▶ [TEKS YANG DITAMPILKAN]:
==*==

Sepanjang
tahun 2015 dan awal tahun 2016, bagiku, waktu berjalan cukup lambat, dan hidup
terasa melelahkan. Ah, setiap manusia pun akan lelah dan jenuh di titik
tertentu pada bagian-bagian hidupnya. Perjalanan hidupku baru sampai titik
pergulatan jiwa dan raga sebagai mahasiswa tingkat akhir waktu itu.
Bagi
manusia pemalas dan mudah hilang semangat, juga cenderung mudah menyalahkan
diri sendiri, mengakhiri semester 8 dengan tanpa hasil menjadi beban batin
tersendiri, terlebih kebanyakan teman seangkatan sudah berhasil melewati tes
akhirnya sebagai mahasiswa. Mau tak mau harus memaksakan diri sendiri
mengakhiri perjalanan sebagai mahasiswa di semester 9. No excuse. Dan terlewati juga lah masa-masa itu.
Officially lulus dan sidang skripsi pertengahan bulan
Februari. Selesai mengurus administrasi sampai daftar wisuda tanggal 28
Februari 2016. Hari langka, 4 tahun sekali. Dan karena wisuda di kampusku
terbagi dalam beberapa periode dalam setahun -- bisa sampai 6-7 kali setahun -- aku
mendapat giliran wisuda di bulan Mei 2016. Pun sampai bulan Mei itu aku tak
banyak melakukan usaha untuk memulai mencari kerja :p Rasanya masih ingin
liburan dan jalan-jalan.
Hasil
sebuah jalan-jalan di dunia maya, aku tertarik dengan sebuah kegiatan
‘jalan-jalan’ yg ditawarkan Yayasan Filantropi Indonesia untuk ikut kegiatan
relawan di desa Girijagabaya, Banten. Melalui website indorelawan.org Yayasan
ini mempromosikan dan mengajak bagi siapapun yg berminat sehari mengajar dan
menginspirasi anak-anak di pelosok Banten sekaligus dapat bonus jalan-jalan ke
Baduy Luar.
Jalan-jalan!
(ke Baduy)
Ya, itu
yg membuatku tertarik untuk ikut kegiatan ini. Alasan receh yg ternyata ....
(baca sampai akhir cerita)
Singkat
cerita, aku mendaftar, dihubungi pihak panitia, beberapa kali berkoordinasi
untuk kegiatan di sana melalui grup WA, dan here
we go ... mari berangkat ke Banten!
--
Kegiatan
ini berlangsung dari hari Jumat sampai Minggu, 3-5 Juni 2016. Hari Jumat pun sebenarnya
waktunya kami melakukan perjalanan ke tempat tujuan, hari Sabtunya ‘aksi’, dan
hari Minggu jalan-jalan!
Kami
para peserta atau relawan Inspiration Action Day (IAD) berkumpul di stasiun
Pondok Ranji pukul 13.00. Aku berangkat jam 10-an dari Dramaga, dan seperti
biasaaa, macet. Kupikir akan telat, eh ternyata panitianya pun telat ^^v
Sewaktu
aku sampai di stasiun Pondok Ranji, yes,
for the first time di stasiun Pondok
Ranji. Deg-degan juga sih, karena aku inisiatif ikut sendiri, gak ngajak-ngajak
temen, dan malah akan ketemu temen-temen baru.

==*==

(Data sumber)
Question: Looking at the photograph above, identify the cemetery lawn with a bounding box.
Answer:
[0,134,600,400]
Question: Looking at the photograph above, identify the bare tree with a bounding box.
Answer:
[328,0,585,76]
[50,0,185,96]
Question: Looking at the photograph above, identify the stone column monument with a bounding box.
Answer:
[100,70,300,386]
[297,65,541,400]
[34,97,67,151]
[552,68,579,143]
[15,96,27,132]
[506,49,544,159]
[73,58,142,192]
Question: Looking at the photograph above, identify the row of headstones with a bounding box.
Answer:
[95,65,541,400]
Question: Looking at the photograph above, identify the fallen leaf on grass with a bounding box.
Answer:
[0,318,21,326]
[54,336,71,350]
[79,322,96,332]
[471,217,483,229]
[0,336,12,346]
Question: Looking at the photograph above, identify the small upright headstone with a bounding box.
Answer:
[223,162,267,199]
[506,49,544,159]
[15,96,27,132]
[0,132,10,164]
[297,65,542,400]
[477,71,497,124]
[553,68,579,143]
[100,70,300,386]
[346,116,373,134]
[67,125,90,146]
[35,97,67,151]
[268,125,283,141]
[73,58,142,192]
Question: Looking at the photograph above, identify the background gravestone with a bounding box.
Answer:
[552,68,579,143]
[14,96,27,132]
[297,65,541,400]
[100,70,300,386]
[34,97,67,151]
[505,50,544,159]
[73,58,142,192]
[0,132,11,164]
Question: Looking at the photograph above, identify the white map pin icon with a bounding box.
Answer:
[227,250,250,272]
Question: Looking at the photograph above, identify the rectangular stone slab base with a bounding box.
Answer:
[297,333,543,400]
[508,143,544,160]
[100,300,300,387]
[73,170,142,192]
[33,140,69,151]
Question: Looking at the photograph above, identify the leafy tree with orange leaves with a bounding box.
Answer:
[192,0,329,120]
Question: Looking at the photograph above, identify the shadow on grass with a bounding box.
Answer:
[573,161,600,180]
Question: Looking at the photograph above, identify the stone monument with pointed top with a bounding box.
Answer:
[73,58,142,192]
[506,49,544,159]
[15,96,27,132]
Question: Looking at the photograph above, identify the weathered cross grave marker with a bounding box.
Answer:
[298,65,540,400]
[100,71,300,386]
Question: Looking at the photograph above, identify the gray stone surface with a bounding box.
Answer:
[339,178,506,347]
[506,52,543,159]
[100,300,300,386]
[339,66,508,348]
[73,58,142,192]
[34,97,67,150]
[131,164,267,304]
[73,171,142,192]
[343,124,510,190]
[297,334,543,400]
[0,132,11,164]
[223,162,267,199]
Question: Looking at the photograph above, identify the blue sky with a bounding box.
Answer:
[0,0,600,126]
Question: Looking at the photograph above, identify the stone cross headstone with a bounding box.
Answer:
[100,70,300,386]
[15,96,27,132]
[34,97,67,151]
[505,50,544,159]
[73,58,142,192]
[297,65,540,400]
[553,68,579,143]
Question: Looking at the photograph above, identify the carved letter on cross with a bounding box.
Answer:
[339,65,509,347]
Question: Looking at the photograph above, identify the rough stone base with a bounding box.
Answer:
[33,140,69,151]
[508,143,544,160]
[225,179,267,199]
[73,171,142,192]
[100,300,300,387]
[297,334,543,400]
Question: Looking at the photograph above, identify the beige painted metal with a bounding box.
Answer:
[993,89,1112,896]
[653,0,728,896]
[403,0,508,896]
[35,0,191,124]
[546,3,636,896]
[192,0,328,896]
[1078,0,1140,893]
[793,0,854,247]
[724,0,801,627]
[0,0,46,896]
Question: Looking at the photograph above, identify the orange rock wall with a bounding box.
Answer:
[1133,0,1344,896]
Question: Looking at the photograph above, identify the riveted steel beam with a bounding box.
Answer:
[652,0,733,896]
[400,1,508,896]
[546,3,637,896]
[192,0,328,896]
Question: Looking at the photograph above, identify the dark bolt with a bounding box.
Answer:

==*==

▶ [DAFTAR TUGAS]:
a: Dalam teks yang ditampilkan, di stasiun mana dan pukul berapa para peserta Inspiration Action Day berkumpul?
b: Sebutkan semua nama tempat yang tercantum dalam teks yang ditampilkan.
c: Salin dengan tepat bagian teks yang ditampilkan, dimulai dari "Officially lulus dan" dan terus sampai "Baduy Luar.".

▶ [JAWABAN TIAP TUGAS]:
a: Mereka berkumpul di stasiun Pondok Ranji pukul 13.00.

b:
- Girijagabaya
- Banten
- Baduy Luar
- Pondok Ranji
- Dramaga

c:
Officially lulus dan sidang skripsi pertengahan bulan
Februari. Selesai mengurus administrasi sampai daftar wisuda tanggal 28
Februari 2016. Hari langka, 4 tahun sekali. Dan karena wisuda di kampusku
terbagi dalam beberapa periode dalam setahun -- bisa sampai 6-7 kali setahun -- aku
mendapat giliran wisuda di bulan Mei 2016. Pun sampai bulan Mei itu aku tak
banyak melakukan usaha untuk memulai mencari kerja :p Rasanya masih ingin
liburan dan jalan-jalan.
Hasil
sebuah jalan-jalan di dunia maya, aku tertarik dengan sebuah kegiatan
‘jalan-jalan’ yg ditawarkan Yayasan Filantropi Indonesia untuk ikut kegiatan
relawan di desa Girijagabaya, Banten. Melalui website indorelawan.org Yayasan
ini mempromosikan dan mengajak bagi siapapun yg berminat sehari mengajar dan
menginspirasi anak-anak di pelosok Banten sekaligus dapat bonus jalan-jalan ke
Baduy Luar.